[Source data]

- - - - -

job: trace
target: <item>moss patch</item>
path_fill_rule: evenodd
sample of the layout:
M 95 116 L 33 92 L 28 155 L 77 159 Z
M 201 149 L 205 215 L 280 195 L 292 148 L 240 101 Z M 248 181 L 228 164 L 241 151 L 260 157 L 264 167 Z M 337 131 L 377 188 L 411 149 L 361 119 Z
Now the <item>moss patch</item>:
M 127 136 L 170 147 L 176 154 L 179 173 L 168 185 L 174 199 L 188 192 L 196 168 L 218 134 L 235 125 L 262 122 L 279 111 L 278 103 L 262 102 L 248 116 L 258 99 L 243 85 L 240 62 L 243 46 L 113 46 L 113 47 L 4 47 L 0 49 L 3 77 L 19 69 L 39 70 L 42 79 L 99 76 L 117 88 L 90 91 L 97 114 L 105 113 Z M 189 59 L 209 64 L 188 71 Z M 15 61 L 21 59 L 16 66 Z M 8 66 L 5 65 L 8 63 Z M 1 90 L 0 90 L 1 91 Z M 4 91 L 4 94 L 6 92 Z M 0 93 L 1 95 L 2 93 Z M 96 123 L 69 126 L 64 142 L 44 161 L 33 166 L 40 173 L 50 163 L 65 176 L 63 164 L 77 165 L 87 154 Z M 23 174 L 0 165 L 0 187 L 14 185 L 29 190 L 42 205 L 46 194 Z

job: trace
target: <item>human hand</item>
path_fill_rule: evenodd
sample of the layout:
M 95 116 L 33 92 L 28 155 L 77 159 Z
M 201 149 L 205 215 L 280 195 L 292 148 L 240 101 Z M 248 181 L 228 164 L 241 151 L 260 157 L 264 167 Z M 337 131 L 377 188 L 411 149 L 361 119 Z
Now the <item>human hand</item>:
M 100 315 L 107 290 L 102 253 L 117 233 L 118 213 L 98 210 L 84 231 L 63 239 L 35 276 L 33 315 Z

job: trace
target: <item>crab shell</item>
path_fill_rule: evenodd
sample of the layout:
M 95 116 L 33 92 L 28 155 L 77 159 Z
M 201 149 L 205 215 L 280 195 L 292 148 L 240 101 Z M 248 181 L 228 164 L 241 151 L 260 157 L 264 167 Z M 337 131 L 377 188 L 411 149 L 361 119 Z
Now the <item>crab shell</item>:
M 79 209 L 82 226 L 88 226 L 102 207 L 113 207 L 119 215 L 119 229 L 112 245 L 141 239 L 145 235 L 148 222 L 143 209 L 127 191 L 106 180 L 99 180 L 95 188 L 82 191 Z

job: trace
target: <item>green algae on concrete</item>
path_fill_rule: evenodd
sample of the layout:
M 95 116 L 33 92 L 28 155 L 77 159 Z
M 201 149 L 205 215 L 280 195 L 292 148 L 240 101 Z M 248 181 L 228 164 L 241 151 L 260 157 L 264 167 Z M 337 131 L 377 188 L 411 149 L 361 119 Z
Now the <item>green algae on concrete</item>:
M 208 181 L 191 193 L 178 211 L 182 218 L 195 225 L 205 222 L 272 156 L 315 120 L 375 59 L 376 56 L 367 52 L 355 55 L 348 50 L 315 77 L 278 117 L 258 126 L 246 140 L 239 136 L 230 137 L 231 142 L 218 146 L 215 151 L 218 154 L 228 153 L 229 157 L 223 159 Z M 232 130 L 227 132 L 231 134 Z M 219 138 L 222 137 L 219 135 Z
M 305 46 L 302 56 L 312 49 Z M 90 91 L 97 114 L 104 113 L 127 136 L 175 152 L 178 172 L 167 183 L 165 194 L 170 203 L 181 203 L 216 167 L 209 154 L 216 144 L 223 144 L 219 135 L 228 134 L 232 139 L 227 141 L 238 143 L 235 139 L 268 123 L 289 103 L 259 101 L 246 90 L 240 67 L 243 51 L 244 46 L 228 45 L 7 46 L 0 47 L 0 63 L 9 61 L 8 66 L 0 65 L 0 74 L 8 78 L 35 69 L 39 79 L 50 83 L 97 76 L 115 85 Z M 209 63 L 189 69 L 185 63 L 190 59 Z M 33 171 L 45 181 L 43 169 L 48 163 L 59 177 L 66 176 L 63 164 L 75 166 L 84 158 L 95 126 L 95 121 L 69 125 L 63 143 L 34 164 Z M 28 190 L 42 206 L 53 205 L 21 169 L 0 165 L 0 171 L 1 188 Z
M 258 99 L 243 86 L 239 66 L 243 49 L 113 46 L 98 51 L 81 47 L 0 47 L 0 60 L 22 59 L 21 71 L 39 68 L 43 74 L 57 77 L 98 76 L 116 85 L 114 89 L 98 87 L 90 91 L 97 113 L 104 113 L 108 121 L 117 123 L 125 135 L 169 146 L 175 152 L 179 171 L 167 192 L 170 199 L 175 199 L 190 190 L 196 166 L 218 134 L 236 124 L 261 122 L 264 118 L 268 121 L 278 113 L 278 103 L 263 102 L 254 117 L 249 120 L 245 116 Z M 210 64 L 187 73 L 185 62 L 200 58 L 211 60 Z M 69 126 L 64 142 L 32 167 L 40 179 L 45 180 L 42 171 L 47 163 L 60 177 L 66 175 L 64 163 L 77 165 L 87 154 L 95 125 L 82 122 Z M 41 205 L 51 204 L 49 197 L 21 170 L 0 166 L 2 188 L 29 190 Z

- - - - -

WHAT TO DO: Recast the source data above as a Markdown table with the columns "Row" and "Line", one line of the material per row. Number the rows in order and omit blank lines.

OUTPUT BELOW:
| Row | Line |
|---|---|
| 1 | job: trace |
| 2 | target: <item>moss patch</item> |
| 3 | path_fill_rule: evenodd |
| 4 | sample of the layout: |
| 5 | M 95 116 L 33 92 L 28 155 L 77 159 Z |
| 6 | M 201 149 L 205 215 L 280 195 L 292 148 L 240 101 Z M 248 181 L 228 164 L 241 151 L 260 157 L 264 167 Z M 337 131 L 377 188 L 411 149 L 361 119 Z |
| 7 | Now the <item>moss patch</item>: |
| 8 | M 127 136 L 170 147 L 176 154 L 179 173 L 168 185 L 174 199 L 188 192 L 196 168 L 218 134 L 235 125 L 262 122 L 279 111 L 278 103 L 262 102 L 248 116 L 258 99 L 243 85 L 240 62 L 243 46 L 113 46 L 113 47 L 4 47 L 0 49 L 3 77 L 19 69 L 39 70 L 42 79 L 99 76 L 117 88 L 90 91 L 97 114 L 105 113 Z M 189 59 L 209 64 L 188 71 Z M 15 61 L 21 59 L 16 66 Z M 8 66 L 5 65 L 8 63 Z M 1 90 L 0 90 L 1 91 Z M 4 91 L 4 94 L 6 92 Z M 0 93 L 1 95 L 2 93 Z M 96 123 L 69 126 L 64 142 L 44 161 L 33 166 L 40 173 L 50 163 L 65 176 L 63 164 L 77 165 L 87 154 Z M 23 174 L 0 165 L 0 187 L 14 185 L 29 190 L 42 205 L 46 194 Z |
| 9 | job: trace |
| 10 | target: <item>human hand</item> |
| 11 | path_fill_rule: evenodd |
| 12 | sample of the layout: |
| 13 | M 95 116 L 33 92 L 28 155 L 77 159 Z |
| 14 | M 201 149 L 205 215 L 280 195 L 292 148 L 240 101 Z M 248 181 L 228 164 L 241 151 L 260 157 L 264 167 Z M 337 131 L 377 188 L 411 149 L 361 119 Z |
| 15 | Now the <item>human hand</item>: |
| 16 | M 100 315 L 107 290 L 102 253 L 117 233 L 118 213 L 98 210 L 84 231 L 63 239 L 35 276 L 33 315 Z |
| 17 | job: trace |
| 18 | target: <item>crab shell</item> |
| 19 | path_fill_rule: evenodd |
| 20 | sample of the layout: |
| 21 | M 95 116 L 33 92 L 28 155 L 77 159 Z |
| 22 | M 201 149 L 205 215 L 280 195 L 292 148 L 240 101 Z M 248 181 L 228 164 L 241 151 L 260 157 L 264 167 Z M 337 131 L 377 188 L 411 149 L 361 119 Z |
| 23 | Now the <item>crab shell</item>: |
| 24 | M 79 209 L 82 226 L 88 226 L 102 207 L 113 207 L 119 215 L 119 229 L 112 245 L 141 239 L 145 235 L 148 222 L 143 209 L 127 191 L 106 180 L 99 180 L 95 188 L 82 191 Z |
| 25 | job: trace |
| 26 | target: <item>green algae on concrete</item> |
| 27 | path_fill_rule: evenodd |
| 28 | sample of the layout: |
| 29 | M 95 116 L 33 92 L 28 155 L 77 159 Z |
| 30 | M 201 149 L 205 215 L 280 195 L 292 148 L 240 101 Z M 248 181 L 228 164 L 241 151 L 260 157 L 264 167 Z M 337 131 L 377 188 L 411 149 L 361 119 Z |
| 31 | Now the <item>green algae on concrete</item>: |
| 32 | M 208 181 L 191 193 L 178 211 L 182 218 L 195 225 L 205 222 L 272 156 L 315 120 L 375 59 L 376 56 L 367 52 L 355 55 L 348 50 L 315 77 L 278 117 L 258 126 L 246 140 L 239 136 L 230 137 L 231 142 L 218 146 L 215 151 L 218 154 L 228 153 L 229 157 L 223 159 Z M 232 130 L 227 132 L 231 134 Z M 219 138 L 222 137 L 219 135 Z |
| 33 | M 305 46 L 302 56 L 312 49 Z M 90 91 L 97 114 L 104 113 L 127 136 L 175 152 L 178 172 L 167 183 L 165 194 L 170 203 L 181 203 L 216 167 L 209 154 L 216 144 L 223 144 L 219 135 L 228 134 L 232 139 L 227 141 L 238 143 L 235 139 L 268 123 L 289 103 L 259 101 L 246 90 L 240 67 L 243 51 L 244 46 L 228 45 L 7 46 L 0 47 L 0 63 L 9 61 L 8 66 L 0 65 L 0 74 L 8 78 L 35 69 L 39 79 L 50 83 L 97 76 L 115 85 Z M 209 63 L 189 69 L 185 63 L 190 59 Z M 33 171 L 45 181 L 43 169 L 48 163 L 59 177 L 66 176 L 63 164 L 75 166 L 84 158 L 95 126 L 95 121 L 69 125 L 63 143 L 34 164 Z M 28 190 L 42 206 L 53 205 L 21 169 L 0 165 L 0 171 L 1 188 Z |
| 34 | M 258 99 L 243 86 L 239 66 L 243 49 L 113 46 L 98 51 L 81 47 L 0 47 L 0 60 L 22 59 L 21 71 L 39 68 L 43 74 L 57 77 L 98 76 L 116 85 L 114 89 L 98 87 L 90 91 L 97 113 L 104 113 L 108 121 L 117 123 L 125 135 L 169 146 L 175 152 L 179 171 L 167 192 L 170 199 L 175 199 L 190 190 L 196 166 L 218 134 L 236 124 L 261 122 L 264 118 L 268 121 L 278 113 L 278 103 L 263 102 L 254 117 L 249 120 L 245 116 Z M 210 64 L 187 73 L 185 62 L 200 58 L 211 60 Z M 69 126 L 64 142 L 32 167 L 40 179 L 45 180 L 42 171 L 47 163 L 60 177 L 66 175 L 64 163 L 77 165 L 87 154 L 95 125 L 82 122 Z M 41 205 L 51 204 L 49 197 L 21 170 L 0 166 L 2 188 L 29 190 Z |